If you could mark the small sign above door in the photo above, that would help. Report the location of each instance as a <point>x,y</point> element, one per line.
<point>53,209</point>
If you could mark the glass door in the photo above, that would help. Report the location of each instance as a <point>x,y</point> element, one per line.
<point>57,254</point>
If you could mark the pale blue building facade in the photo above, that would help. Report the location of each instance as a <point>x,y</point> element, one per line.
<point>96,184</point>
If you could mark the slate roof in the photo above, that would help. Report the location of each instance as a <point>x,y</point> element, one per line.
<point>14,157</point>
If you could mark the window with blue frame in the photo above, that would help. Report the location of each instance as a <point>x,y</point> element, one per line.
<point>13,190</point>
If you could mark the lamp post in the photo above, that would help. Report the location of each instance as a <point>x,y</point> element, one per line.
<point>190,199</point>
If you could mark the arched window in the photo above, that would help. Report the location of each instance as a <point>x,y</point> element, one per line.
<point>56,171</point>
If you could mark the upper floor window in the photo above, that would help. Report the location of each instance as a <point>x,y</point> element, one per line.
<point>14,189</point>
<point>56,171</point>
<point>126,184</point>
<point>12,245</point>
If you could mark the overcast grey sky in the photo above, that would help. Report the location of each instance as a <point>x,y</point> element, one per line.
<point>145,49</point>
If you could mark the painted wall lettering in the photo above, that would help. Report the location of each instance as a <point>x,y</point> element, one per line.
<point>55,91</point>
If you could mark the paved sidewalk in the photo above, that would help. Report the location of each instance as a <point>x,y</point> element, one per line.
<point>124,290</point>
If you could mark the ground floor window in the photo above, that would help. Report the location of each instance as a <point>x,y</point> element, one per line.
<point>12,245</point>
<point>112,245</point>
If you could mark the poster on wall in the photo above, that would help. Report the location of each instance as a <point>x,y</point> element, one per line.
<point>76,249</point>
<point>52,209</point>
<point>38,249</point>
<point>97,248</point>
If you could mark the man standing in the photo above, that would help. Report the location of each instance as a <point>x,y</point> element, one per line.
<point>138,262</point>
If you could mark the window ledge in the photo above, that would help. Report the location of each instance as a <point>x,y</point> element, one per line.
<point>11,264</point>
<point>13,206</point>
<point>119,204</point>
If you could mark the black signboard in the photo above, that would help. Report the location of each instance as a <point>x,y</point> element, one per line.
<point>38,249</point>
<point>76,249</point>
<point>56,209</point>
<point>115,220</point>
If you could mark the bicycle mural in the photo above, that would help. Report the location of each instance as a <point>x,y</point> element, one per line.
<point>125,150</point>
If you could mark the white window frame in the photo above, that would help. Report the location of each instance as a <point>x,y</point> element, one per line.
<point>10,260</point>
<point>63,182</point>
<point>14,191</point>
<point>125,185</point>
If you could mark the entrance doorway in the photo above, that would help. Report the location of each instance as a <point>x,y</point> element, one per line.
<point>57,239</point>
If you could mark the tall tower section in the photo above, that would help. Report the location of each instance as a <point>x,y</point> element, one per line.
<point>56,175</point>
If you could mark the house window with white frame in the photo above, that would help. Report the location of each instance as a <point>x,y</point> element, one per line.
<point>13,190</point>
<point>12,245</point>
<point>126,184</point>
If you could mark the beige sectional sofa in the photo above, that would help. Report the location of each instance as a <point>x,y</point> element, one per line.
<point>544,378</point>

______

All of the records are to be reproduced exactly as they were given.

If you could mark the small sign above door in the photo above, that would help. Report the location of each instance as a <point>x,y</point> element, one per line.
<point>53,209</point>
If you could mark the glass door in the photo above, that would help. Report the location of each instance as a <point>x,y</point> element, one per line.
<point>57,254</point>
If you could mark the pale blue building facade in the photo above, that would help. Report the location of each instance as a <point>x,y</point> element, one per line.
<point>96,184</point>
If you could mark the slate roof in the photo above, that would help. Report the location of each instance as a <point>x,y</point> element, one per line.
<point>14,157</point>
If you could mark the window with blue frame in the photo above, that would help. Report the location of each instance as a <point>x,y</point> element, one per line.
<point>13,190</point>
If you could mark the lamp post in the photo above, that would help. Report the location of each instance as a <point>x,y</point> element, one per line.
<point>190,199</point>
If you could mark the arched window in the photo above, that would help. Report the location of each instance as a <point>x,y</point> element, one per line.
<point>56,171</point>
If you could mark the upper floor window in the photo above, that would help. Report the location of each instance as a <point>x,y</point> element, one per line.
<point>14,189</point>
<point>56,171</point>
<point>126,184</point>
<point>12,245</point>
If you could mark the overcast grey sky in the photo above, that would help. Report the location of each instance as a <point>x,y</point> element, one per line.
<point>145,49</point>
If you could mark the painted wall lettering in the photo above, that would help. Report the location of each instance as a <point>x,y</point> element, one per line.
<point>55,91</point>
If you could mark the paved sidewalk in the photo above, that would help. Report the location of each instance as a <point>x,y</point> element, one per line.
<point>124,290</point>
If you could mark the ground floor window in the photo above, that would help. Report the location of each instance as a <point>x,y</point> element, one per line.
<point>12,245</point>
<point>112,245</point>
If you could mark the poster on wall in the photo above, that would help. Report the location of each instance as a <point>x,y</point> element, one per line.
<point>76,249</point>
<point>52,209</point>
<point>38,249</point>
<point>97,248</point>
If you could mark the man standing in the photo above, that would help. Report the location of each instance as a <point>x,y</point> element, one per line.
<point>138,262</point>
If you could mark the window ledge in the photo above, that would help. Report the location of each instance as a <point>x,y</point> element, one per line.
<point>11,264</point>
<point>13,206</point>
<point>119,204</point>
If you could mark the black signboard in the photo above, that would help. Report the location of each instance as a <point>x,y</point> element, one per line.
<point>38,249</point>
<point>76,249</point>
<point>56,209</point>
<point>115,220</point>
If you could mark the bicycle mural in the photo above, that would help. Report the location of each instance as a <point>x,y</point> element, one per line.
<point>125,150</point>
If you could mark the white window frame in the photo above, that would help. Report the location of each instance as a <point>x,y</point> element, one per line.
<point>10,260</point>
<point>63,182</point>
<point>14,191</point>
<point>125,185</point>
If you could mark the entrance doorway in the photo above, that would help. Report the location of each instance as a <point>x,y</point> element, one per line.
<point>57,239</point>
If you could mark the tall tower section in the photo above, that would help. Report the location of each instance as a <point>x,y</point> element, one per line.
<point>56,175</point>
If you could mark the house window with white frame in the photo above, that would help. Report the location of each instance as a <point>x,y</point> element, one per line.
<point>13,190</point>
<point>12,245</point>
<point>126,184</point>
If you could mark the beige sectional sofa in the photo above, that would help. Report the location of each instance as a <point>x,y</point> element, one per line.
<point>544,378</point>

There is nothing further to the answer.